» **Trecho fornecido**:
┄┄┄┄┄┄
09 Abril 2013
Na Argentina se diz que se alguém quer entender a alma sacerdotal de Jorge Mario Bergoglio, tem de conhecer as villas miseria (literalmente “vilas de miséria”), que é o termo em espanhol que designa as favelas de Buenos Aires onde se encontram os mais pobres dos pobres.
A reportagem é de John Allen Jr. e publicada pelo sítio da National Catholic Reporter, 07-04-2013. A tradução é de Luís Marcos Sander.
Segundo o Pe. Juan Isasmendi, que vive e trabalha em uma das favelas, é aí que o futuro Papa Francisco enchia seus pulmões com o “oxigênio” de que necessitava para pensar sobre o que a igreja deveria ser.
Há cerca de 20 dessas favelas em Buenos Aires, muitas vezes a uma quadra ou duas de distância de altas e cintilantes torres de escritórios e prédios de apartamentos de luxo. A revolução pastoral de Bergoglio consistiu em escolher a dedo um quadro de sacerdotes especialmente fortes e dedicados não apenas para visitar as favelas, mas para viver e trabalhar nelas, compartilhando a vida das pessoas até os ínfimos detalhes.
O objetivo era reanimar a fé, pregando e celebrando os sacramentos e, ao mesmo tempo, tornando a paróquia um abrangente centro de serviço social – combatendo as drogas e a violência, formando os jovens e cuidando dos idosos, oferecendo treinamento profissional e até uma rádio comunitária para dar voz às pessoas.
As pessoas que melhor conhecem o pensamento dele dizem que Bergoglio queria mandar um recado às favelas: Mesmo que a política e a economia tenham se esquecido de vocês, a igreja não se esqueceu.
Se isso parece abstrato, vejamos o que significa na prática.
Atualmente a Argentina está sendo assolada por uma onda de dependência química do que se conhece como paco, que é uma droga barata feita com os resíduos que ficam para trás depois que a cocaína é processada para ser vendida nos Estados Unidos e na Europa. O paco é de baixa qualidade, tóxico e, muitas vezes, misturado com porcarias como ácido sulfúrico, querosene, raticida e até vidro triturado. É incrivelmente viciante e destrutivo para a personalidade do usuário; um médico daqui diz que ele transforma as pessoas em “homens de Neandertal”, e outro afirma que elas viram “mortos-vivos”.
Como a droga é barata e prontamente acessível, jovens pobres sem emprego e sem futuro ficam facilmente tentados. Em geral, as paróquias são os únicos lugares onde uma alternativa real parece ser oferecida.
┄┄┄┄┄┄
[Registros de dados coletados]

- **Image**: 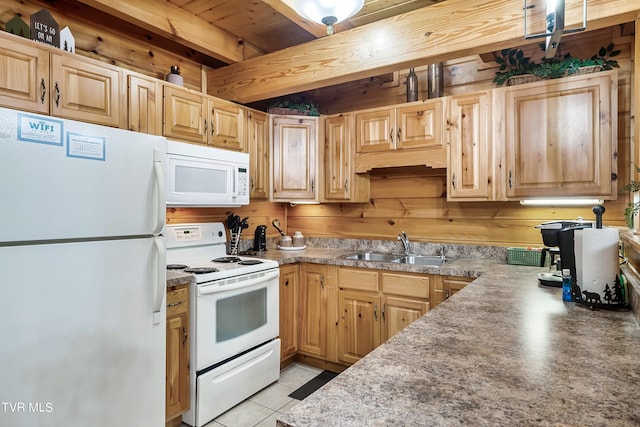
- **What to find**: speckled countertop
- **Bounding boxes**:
[261,249,640,427]
[167,270,192,287]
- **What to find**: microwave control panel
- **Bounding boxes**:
[236,167,249,197]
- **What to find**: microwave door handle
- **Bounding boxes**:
[153,148,167,234]
[198,270,280,295]
[231,166,238,199]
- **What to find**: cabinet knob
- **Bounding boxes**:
[54,82,60,107]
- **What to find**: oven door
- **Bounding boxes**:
[194,268,280,371]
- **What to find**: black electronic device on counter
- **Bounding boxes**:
[253,225,267,252]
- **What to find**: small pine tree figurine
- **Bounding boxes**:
[604,283,611,304]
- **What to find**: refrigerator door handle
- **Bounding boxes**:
[153,148,167,234]
[151,237,167,325]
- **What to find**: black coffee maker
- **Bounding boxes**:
[253,225,267,252]
[536,221,592,287]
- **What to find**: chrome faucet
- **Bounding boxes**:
[398,231,411,255]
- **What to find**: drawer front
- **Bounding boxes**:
[167,286,189,317]
[338,268,378,292]
[382,273,429,299]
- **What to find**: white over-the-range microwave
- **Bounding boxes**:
[166,141,249,207]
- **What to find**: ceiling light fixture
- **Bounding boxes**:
[293,0,364,35]
[524,0,587,58]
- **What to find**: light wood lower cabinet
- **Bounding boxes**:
[280,264,299,361]
[165,285,190,421]
[338,267,430,364]
[299,264,335,359]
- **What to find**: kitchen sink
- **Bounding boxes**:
[342,252,446,266]
[391,255,446,266]
[343,252,401,262]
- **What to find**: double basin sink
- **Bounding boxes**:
[342,252,446,267]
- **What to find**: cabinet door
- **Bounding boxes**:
[324,115,353,200]
[338,290,380,363]
[127,74,162,135]
[272,116,318,201]
[51,54,124,127]
[396,99,444,149]
[356,108,396,153]
[0,33,51,114]
[280,264,298,360]
[246,110,269,199]
[209,98,246,151]
[163,85,209,144]
[447,92,491,200]
[382,296,429,342]
[165,286,189,420]
[505,71,618,199]
[300,264,328,358]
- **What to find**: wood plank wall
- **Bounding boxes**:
[287,27,634,246]
[0,0,634,246]
[167,27,634,246]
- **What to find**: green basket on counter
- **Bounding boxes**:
[507,248,542,267]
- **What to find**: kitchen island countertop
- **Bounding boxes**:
[263,249,640,427]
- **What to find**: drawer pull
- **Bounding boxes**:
[167,300,184,308]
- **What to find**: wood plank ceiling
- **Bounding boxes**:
[168,0,442,53]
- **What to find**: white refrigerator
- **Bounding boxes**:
[0,108,166,427]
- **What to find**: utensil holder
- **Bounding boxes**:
[229,232,241,255]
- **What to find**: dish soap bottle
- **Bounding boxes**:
[407,67,418,102]
[562,268,573,302]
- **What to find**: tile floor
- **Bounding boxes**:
[182,363,322,427]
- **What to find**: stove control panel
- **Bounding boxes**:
[175,227,202,242]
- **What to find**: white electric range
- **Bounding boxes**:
[164,222,280,427]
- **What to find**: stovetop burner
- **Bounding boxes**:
[238,259,262,265]
[211,256,240,262]
[167,264,188,270]
[182,267,220,274]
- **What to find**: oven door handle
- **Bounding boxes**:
[198,270,280,295]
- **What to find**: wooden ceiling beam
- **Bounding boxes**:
[262,0,327,38]
[207,0,640,103]
[79,0,264,64]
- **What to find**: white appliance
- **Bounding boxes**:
[165,223,280,427]
[167,141,249,207]
[0,108,166,427]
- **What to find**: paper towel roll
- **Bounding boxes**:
[574,227,620,303]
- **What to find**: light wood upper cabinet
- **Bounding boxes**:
[163,84,209,144]
[324,114,369,202]
[165,285,189,421]
[356,108,395,153]
[51,53,124,127]
[356,99,443,153]
[445,91,494,200]
[270,116,319,202]
[244,109,269,199]
[0,32,51,114]
[127,73,162,135]
[0,33,125,127]
[396,99,444,149]
[280,264,299,360]
[208,98,246,151]
[299,264,335,359]
[504,71,618,199]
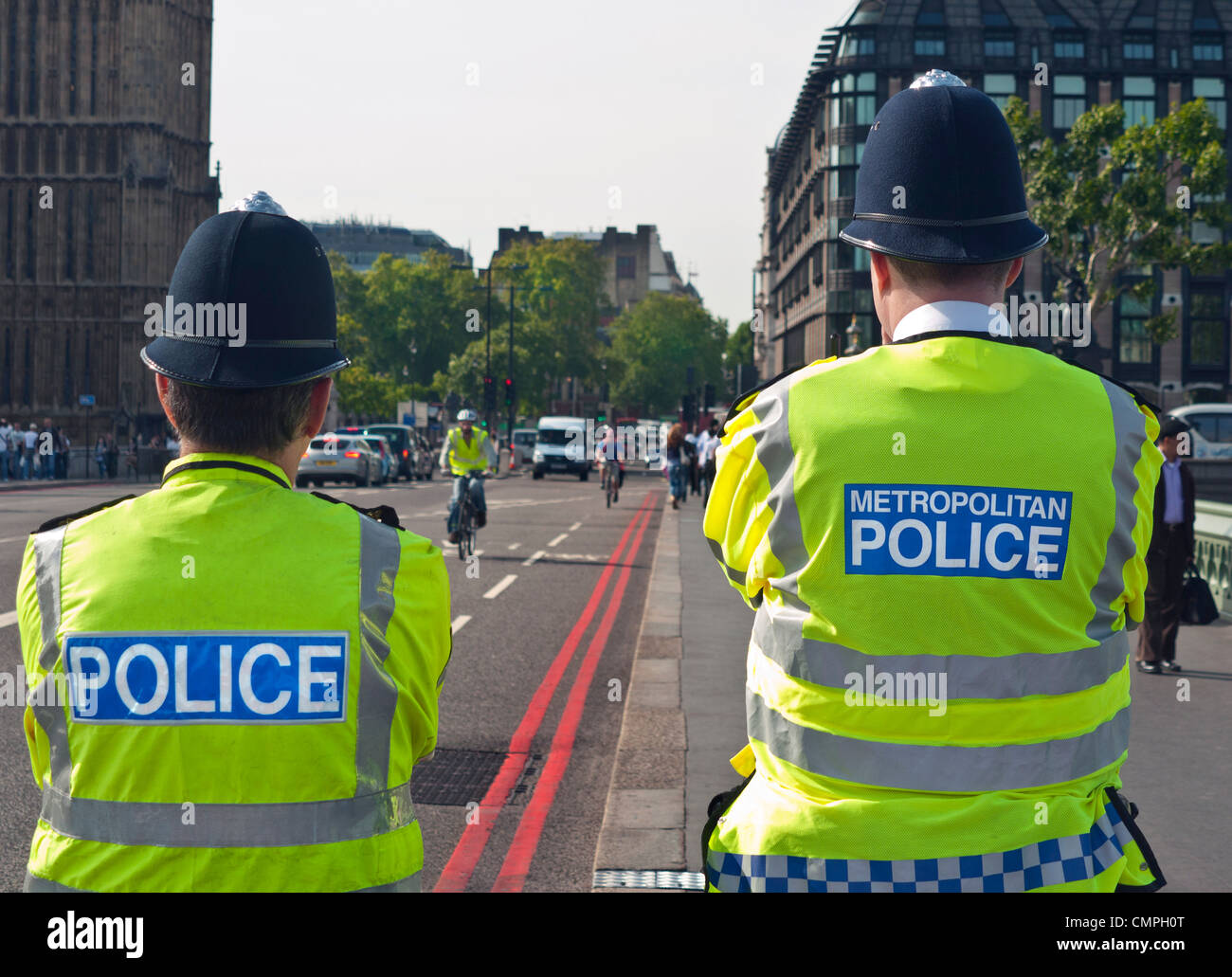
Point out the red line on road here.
┄┄┄┄┄┄
» **Tarefas a realizar**:
(1) Reproduza o texto sobre as favelas desde "O objetivo era" até "não se esqueceu.", substituindo "paróquia" por "igreja local".
(2) De acordo com o texto sobre as favelas, quantas favelas existem em Buenos Aires?
Utilize exclusivamente o texto sobre as favelas como fonte.

» **Respostas do exercício**:
(1)
O objetivo era reanimar a fé, pregando e celebrando os sacramentos e, ao mesmo tempo, tornando a igreja local um abrangente centro de serviço social – combatendo as drogas e a violência, formando os jovens e cuidando dos idosos, oferecendo treinamento profissional e até uma rádio comunitária para dar voz às pessoas.
As pessoas que melhor conhecem o pensamento dele dizem que Bergoglio queria mandar um recado às favelas: Mesmo que a política e a economia tenham se esquecido de vocês, a igreja não se esqueceu.

(2) Há cerca de 20 favelas em Buenos Aires.